Platão previu esta objeção no Parmênides: «Quando um pluralidade de objetos te surgem como grandes, o teu olhar, dominando o conjunto , pensa descobrir, suponho eu, um certo carácter uno e idêntico; e é isso que te faz posicionar o grande como unidade .
«—Aquilo que supões é verdadeiro, teria dito Sócrates.
«—Então, o Grande em si e os múltiplos grandes não revelarão, para um semelhante olhar da alma dominando o seu conjunto, a unidade de um novo grande, que lhes impõe a todos esse aspecto de grandeza ?
«—É provável.
«— É portanto uma nova ideia [4] de grandeza que vai surgir , aberta para lá da Grandeza em si e dos seus participantes: novo conjunto, que irá ser dominado por uma nova ideia, à qual todos os componentes desse conjunto deverão o fato de ser grandes; e já não ser á portanto unidade aquilo que será cada ideia, mas sim infinita multiplicidade» (Parmênides, 132 a).
b) A segunda objeção não é uma acusação de realismo, mas sim uma acusação de idealismo.

*Instruções*
Dê seguimento ao texto sobre as objeções à teoria platônica das ideias, começando logo após a última frase apresentada.

*Informação apresentada*
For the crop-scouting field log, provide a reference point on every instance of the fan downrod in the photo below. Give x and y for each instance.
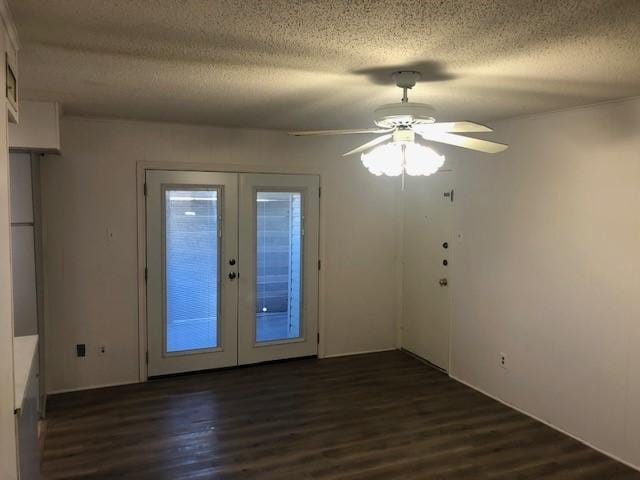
(406, 80)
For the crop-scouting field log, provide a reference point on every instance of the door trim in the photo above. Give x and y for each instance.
(141, 167)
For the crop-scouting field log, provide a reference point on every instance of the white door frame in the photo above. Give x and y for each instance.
(249, 349)
(141, 167)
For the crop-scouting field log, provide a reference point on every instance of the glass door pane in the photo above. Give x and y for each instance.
(192, 256)
(278, 265)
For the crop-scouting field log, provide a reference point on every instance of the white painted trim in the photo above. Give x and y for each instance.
(362, 352)
(142, 166)
(588, 106)
(9, 24)
(91, 387)
(528, 414)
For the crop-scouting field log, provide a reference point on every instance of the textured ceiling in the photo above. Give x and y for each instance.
(288, 64)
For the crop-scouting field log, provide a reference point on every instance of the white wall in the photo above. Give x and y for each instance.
(8, 466)
(548, 272)
(91, 284)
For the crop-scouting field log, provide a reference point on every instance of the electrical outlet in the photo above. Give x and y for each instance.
(502, 360)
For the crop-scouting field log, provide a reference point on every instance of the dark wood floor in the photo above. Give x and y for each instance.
(378, 416)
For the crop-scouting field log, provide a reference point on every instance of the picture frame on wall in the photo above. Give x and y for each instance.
(12, 85)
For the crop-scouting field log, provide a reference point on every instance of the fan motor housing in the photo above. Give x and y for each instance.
(403, 114)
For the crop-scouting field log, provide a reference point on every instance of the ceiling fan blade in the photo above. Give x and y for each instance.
(454, 127)
(340, 132)
(368, 145)
(464, 142)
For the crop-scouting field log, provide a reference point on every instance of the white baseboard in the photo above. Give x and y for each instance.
(361, 352)
(528, 414)
(91, 387)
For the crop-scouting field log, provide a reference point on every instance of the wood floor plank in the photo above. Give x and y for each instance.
(377, 416)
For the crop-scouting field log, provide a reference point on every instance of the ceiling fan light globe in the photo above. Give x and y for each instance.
(384, 160)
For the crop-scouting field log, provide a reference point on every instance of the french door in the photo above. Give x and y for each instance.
(231, 269)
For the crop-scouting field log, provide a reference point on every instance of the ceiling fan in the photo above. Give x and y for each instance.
(396, 151)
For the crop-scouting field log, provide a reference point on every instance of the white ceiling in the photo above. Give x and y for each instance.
(287, 64)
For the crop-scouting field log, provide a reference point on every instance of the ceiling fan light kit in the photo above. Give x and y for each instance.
(396, 152)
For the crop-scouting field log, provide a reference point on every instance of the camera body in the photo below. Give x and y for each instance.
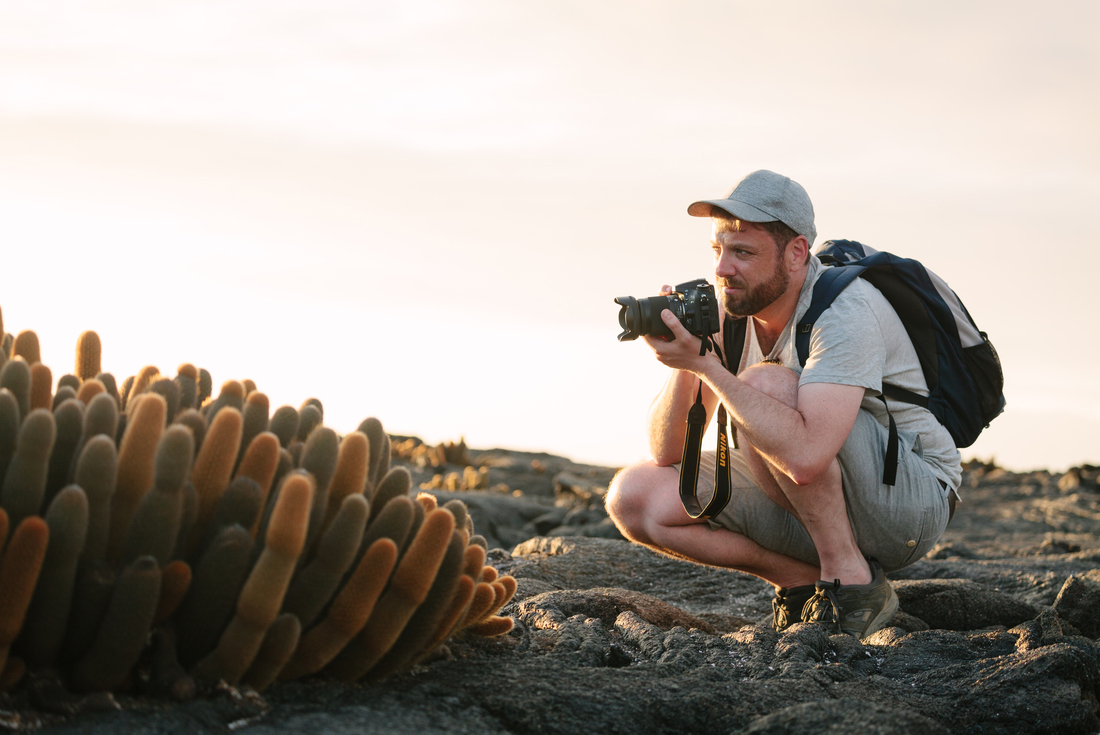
(694, 304)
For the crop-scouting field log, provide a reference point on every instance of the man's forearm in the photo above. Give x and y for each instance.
(667, 416)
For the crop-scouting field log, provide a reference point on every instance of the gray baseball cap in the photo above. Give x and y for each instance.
(765, 196)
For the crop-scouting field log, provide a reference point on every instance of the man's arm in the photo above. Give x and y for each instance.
(668, 415)
(801, 442)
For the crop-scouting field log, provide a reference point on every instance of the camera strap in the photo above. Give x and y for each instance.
(693, 451)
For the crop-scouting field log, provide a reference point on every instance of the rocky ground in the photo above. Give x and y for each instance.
(998, 631)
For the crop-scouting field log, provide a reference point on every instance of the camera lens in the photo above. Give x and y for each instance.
(639, 317)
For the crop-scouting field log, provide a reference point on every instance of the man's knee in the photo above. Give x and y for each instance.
(628, 494)
(777, 381)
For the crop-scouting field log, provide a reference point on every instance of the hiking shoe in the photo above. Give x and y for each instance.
(855, 610)
(788, 603)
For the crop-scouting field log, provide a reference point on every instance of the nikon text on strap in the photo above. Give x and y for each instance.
(692, 453)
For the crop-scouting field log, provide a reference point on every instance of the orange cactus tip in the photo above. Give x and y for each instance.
(232, 388)
(259, 399)
(286, 531)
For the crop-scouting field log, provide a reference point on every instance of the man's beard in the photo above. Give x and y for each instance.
(755, 298)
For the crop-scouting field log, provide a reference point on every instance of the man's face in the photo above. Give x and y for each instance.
(749, 271)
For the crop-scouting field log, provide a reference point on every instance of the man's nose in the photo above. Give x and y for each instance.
(725, 266)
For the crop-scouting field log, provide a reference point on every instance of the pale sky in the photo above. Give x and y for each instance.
(422, 210)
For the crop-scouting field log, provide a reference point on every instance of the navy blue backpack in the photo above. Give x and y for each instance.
(960, 365)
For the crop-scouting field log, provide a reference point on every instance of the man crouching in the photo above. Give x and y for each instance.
(809, 511)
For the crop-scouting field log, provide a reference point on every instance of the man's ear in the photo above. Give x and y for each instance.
(796, 251)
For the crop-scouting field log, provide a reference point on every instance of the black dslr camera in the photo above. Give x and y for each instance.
(693, 304)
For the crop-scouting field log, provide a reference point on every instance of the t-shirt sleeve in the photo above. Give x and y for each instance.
(846, 346)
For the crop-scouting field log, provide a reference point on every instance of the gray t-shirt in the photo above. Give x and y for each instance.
(859, 340)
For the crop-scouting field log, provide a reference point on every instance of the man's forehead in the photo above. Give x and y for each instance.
(747, 231)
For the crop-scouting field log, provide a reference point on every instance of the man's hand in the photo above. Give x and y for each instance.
(682, 352)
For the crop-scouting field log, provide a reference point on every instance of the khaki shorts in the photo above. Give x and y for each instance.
(895, 524)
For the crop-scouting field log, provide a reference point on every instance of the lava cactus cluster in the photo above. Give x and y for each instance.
(156, 537)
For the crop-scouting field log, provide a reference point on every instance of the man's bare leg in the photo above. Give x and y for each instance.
(820, 505)
(644, 501)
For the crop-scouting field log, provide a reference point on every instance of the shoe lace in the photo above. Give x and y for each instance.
(824, 607)
(780, 613)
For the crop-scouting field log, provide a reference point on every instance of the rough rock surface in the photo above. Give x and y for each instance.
(997, 634)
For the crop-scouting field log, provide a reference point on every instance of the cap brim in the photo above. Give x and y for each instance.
(738, 209)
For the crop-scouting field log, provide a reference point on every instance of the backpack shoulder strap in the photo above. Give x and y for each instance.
(829, 284)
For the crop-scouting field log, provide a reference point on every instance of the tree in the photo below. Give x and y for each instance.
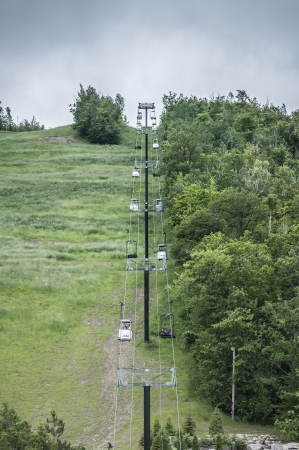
(215, 426)
(98, 117)
(289, 426)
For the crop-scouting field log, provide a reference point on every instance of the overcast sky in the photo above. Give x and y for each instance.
(143, 50)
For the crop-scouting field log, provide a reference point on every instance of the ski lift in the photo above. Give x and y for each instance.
(168, 332)
(161, 254)
(153, 115)
(159, 203)
(125, 330)
(155, 143)
(134, 205)
(131, 249)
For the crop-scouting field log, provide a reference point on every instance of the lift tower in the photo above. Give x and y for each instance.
(146, 376)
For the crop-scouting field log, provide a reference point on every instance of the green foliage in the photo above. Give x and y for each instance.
(215, 426)
(189, 425)
(7, 122)
(289, 426)
(231, 173)
(98, 117)
(169, 428)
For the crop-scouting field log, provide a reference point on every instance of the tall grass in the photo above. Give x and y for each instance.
(63, 227)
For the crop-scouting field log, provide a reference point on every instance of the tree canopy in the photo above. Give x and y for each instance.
(231, 173)
(98, 117)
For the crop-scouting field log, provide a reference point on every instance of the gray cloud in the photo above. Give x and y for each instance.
(143, 50)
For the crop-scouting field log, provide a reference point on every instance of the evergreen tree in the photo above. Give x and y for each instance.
(169, 428)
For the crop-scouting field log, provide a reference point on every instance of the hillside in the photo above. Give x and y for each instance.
(63, 227)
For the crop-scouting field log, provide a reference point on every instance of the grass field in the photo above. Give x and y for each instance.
(63, 227)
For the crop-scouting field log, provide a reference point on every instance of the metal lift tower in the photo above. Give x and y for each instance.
(146, 376)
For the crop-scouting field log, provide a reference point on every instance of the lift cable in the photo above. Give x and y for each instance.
(155, 226)
(124, 308)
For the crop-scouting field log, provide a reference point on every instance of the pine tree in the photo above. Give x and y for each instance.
(169, 428)
(195, 443)
(215, 426)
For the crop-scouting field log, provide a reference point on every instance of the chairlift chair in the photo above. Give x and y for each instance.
(159, 205)
(168, 332)
(161, 253)
(155, 143)
(135, 173)
(134, 205)
(131, 249)
(125, 330)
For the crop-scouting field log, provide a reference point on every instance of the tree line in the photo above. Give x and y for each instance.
(232, 183)
(7, 123)
(97, 117)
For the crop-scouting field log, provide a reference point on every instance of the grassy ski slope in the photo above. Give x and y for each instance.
(63, 221)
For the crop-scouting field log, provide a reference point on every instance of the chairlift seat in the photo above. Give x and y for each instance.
(134, 205)
(167, 333)
(159, 205)
(155, 143)
(125, 330)
(161, 254)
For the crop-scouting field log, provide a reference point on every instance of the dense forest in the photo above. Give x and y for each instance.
(232, 182)
(7, 123)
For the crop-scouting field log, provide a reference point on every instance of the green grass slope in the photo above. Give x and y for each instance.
(64, 216)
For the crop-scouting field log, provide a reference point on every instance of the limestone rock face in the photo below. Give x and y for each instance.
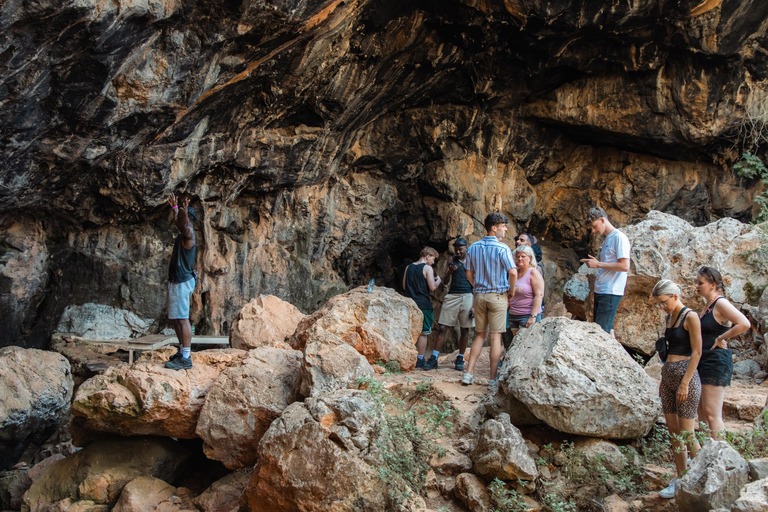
(99, 472)
(668, 247)
(578, 379)
(35, 392)
(501, 452)
(265, 321)
(313, 458)
(101, 322)
(317, 164)
(148, 399)
(224, 494)
(714, 479)
(753, 497)
(244, 401)
(342, 339)
(143, 493)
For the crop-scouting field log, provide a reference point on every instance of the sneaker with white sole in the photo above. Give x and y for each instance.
(669, 491)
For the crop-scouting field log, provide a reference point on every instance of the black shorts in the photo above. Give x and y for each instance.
(716, 367)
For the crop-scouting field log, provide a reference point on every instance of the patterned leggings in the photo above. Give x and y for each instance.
(671, 375)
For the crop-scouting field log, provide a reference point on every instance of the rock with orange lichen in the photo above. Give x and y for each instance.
(265, 321)
(321, 455)
(148, 399)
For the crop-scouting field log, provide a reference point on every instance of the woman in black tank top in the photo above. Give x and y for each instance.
(680, 386)
(720, 320)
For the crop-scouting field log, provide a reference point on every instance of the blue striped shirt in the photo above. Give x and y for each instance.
(491, 261)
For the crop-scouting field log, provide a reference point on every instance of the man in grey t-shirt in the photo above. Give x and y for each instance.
(612, 266)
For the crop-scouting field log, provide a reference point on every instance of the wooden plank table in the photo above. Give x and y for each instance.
(156, 341)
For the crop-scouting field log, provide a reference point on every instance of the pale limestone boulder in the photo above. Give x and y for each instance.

*Resposta esperada*
«—A menos, Parmênides, teria oposto Sócrates, que cada uma dessas ideias seja um pensamento (noema), e que deva produzir-se unicamente nas almas» (Parmênides, 132 b). Isto equivaleria a dizer que a ideia não é, no fundo, um Ser real , mas sim um ser de razão, uma visão do espírito.
Que concluir destas duas dificuldades? O realismo do sensível leva-nos, já o sabemos, ao ceticismo; o realismo do inteligível colocaria o problema de saber como comunicar com esse inteligível; o realismo colocaria o problema de saber como um simples pensamento pode ser o objeto conhecido. A grandeza de Platão, estaríamos tentados em dizer, é a de dar uma solução pelo mito : a ideia é ao mesmo tempo transcendente às coisas (e é disto que querem que tomemos consciência os mitos do Timeu ) e imanente à alma (e é disso que querem que tomemos consciência os mitos acerca do destino da alma). A condição do homem é tal que este se encontra no cruzamento do visível que o cega (o mundo sensível) e de uma luz que também o cega (o Bem que ilumina o mundo inteligível). O homem vê de mais para se contentar com as coisas, mas não vê o suficiente para se considerar Deus.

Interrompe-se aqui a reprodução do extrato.